• Exercise aim
With no addition or omission, return the entries below.
Segment Start: Data under study
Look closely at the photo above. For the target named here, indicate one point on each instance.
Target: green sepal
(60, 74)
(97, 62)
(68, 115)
Segment End: Data under study
• Solved problem
Look closely at the photo above. For the target named here, indicate one point on each instance.
Target: green sepal
(60, 74)
(97, 62)
(68, 115)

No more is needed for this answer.